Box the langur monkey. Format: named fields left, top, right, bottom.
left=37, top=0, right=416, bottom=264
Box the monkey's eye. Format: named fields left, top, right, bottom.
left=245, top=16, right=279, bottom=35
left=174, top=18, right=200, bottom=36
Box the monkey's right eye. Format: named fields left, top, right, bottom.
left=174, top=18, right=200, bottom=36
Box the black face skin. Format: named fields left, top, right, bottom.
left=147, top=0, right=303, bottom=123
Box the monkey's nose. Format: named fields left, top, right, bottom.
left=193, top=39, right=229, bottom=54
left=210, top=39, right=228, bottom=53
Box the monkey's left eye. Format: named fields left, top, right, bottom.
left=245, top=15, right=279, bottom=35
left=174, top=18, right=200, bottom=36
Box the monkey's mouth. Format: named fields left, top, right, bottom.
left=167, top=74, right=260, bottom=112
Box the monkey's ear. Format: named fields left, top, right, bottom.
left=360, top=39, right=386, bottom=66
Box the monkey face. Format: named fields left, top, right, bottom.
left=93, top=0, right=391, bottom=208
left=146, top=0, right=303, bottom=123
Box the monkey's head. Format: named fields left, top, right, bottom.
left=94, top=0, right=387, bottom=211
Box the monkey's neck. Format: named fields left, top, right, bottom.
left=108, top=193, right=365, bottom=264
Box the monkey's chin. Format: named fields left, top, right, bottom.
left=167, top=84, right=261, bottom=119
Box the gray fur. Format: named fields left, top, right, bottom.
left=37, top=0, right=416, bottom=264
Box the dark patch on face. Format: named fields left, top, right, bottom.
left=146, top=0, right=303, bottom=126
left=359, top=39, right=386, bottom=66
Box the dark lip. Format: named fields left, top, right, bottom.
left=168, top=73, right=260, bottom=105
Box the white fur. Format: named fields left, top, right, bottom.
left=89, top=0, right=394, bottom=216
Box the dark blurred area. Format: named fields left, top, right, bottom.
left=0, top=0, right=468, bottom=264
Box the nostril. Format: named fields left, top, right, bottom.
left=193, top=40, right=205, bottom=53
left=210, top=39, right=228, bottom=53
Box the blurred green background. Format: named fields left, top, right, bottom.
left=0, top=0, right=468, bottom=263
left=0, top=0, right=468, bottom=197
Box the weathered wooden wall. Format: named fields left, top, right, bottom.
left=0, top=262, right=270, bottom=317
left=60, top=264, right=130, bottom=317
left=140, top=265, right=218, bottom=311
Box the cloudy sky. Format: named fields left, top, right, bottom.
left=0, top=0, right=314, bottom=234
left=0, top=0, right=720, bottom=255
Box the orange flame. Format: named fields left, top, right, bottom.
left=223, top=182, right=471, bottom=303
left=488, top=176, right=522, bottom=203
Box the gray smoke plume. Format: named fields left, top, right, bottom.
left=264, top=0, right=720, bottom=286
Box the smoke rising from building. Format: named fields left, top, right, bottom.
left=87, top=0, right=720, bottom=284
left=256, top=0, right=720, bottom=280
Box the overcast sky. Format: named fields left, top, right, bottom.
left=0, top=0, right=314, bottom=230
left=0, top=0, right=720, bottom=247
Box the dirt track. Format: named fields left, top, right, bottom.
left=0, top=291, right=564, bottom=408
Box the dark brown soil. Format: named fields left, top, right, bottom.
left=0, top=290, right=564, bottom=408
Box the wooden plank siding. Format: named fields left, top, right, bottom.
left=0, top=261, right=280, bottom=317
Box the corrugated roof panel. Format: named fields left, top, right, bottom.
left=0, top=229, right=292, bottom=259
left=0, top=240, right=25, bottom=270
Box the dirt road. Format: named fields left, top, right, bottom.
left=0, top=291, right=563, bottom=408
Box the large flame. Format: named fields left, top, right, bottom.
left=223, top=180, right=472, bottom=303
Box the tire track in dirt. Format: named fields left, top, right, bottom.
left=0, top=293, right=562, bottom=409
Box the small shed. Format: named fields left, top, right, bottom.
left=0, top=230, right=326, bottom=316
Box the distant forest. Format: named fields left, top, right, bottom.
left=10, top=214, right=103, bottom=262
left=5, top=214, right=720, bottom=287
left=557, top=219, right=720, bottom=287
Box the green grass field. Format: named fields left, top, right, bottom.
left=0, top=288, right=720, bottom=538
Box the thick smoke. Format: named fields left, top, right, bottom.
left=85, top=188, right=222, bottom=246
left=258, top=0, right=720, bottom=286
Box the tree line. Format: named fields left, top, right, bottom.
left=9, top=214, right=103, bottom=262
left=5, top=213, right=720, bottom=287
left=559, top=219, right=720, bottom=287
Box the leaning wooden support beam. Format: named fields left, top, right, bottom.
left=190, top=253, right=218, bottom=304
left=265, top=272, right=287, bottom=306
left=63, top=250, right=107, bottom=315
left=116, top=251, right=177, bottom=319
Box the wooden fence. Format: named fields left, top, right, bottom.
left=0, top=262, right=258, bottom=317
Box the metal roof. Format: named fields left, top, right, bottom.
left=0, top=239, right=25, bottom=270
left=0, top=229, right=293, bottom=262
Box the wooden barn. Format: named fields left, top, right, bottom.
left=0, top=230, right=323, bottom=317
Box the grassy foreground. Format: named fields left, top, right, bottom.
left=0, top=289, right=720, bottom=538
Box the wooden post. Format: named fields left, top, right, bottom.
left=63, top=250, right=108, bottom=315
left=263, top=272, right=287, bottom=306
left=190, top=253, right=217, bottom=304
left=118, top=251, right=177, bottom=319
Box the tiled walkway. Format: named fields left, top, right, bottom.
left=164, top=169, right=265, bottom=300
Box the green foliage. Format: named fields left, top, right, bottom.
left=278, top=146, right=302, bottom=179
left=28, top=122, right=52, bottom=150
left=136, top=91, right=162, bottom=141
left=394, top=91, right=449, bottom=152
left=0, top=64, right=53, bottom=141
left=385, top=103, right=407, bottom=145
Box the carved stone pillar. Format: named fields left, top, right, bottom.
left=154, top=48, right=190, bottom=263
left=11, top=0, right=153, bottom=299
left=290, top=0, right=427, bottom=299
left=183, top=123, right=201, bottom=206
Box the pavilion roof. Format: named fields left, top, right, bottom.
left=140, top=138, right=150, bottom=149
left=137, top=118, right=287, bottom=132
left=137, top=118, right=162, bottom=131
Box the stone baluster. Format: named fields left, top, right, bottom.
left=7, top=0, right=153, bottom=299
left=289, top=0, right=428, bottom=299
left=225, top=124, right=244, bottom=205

•••••

- _WHAT NEEDS TO BE DONE_: Copy out everything from the line with "Box the small" down to the line with "left=116, top=251, right=177, bottom=319", switching "smoke" to "haze" and leaving everything else as it is.

- _FULL ANSWER_:
Box the small shed. Format: named fields left, top, right, bottom.
left=0, top=230, right=326, bottom=316
Box the distant forest. Format: named fields left, top, right, bottom.
left=10, top=214, right=103, bottom=262
left=5, top=214, right=720, bottom=287
left=557, top=219, right=720, bottom=287
Box the green grass field. Format: named fields left, top, right, bottom.
left=0, top=288, right=720, bottom=538
Box the thick haze. Format: named fields left, top, right, bottom.
left=85, top=188, right=222, bottom=246
left=258, top=0, right=720, bottom=286
Box the tree line. Format: named fields left, top, right, bottom.
left=9, top=214, right=103, bottom=262
left=5, top=213, right=720, bottom=287
left=559, top=219, right=720, bottom=287
Box the leaning wooden support beam. Format: named fields left, top, right, bottom.
left=190, top=253, right=218, bottom=304
left=265, top=272, right=287, bottom=306
left=63, top=250, right=107, bottom=315
left=116, top=251, right=177, bottom=319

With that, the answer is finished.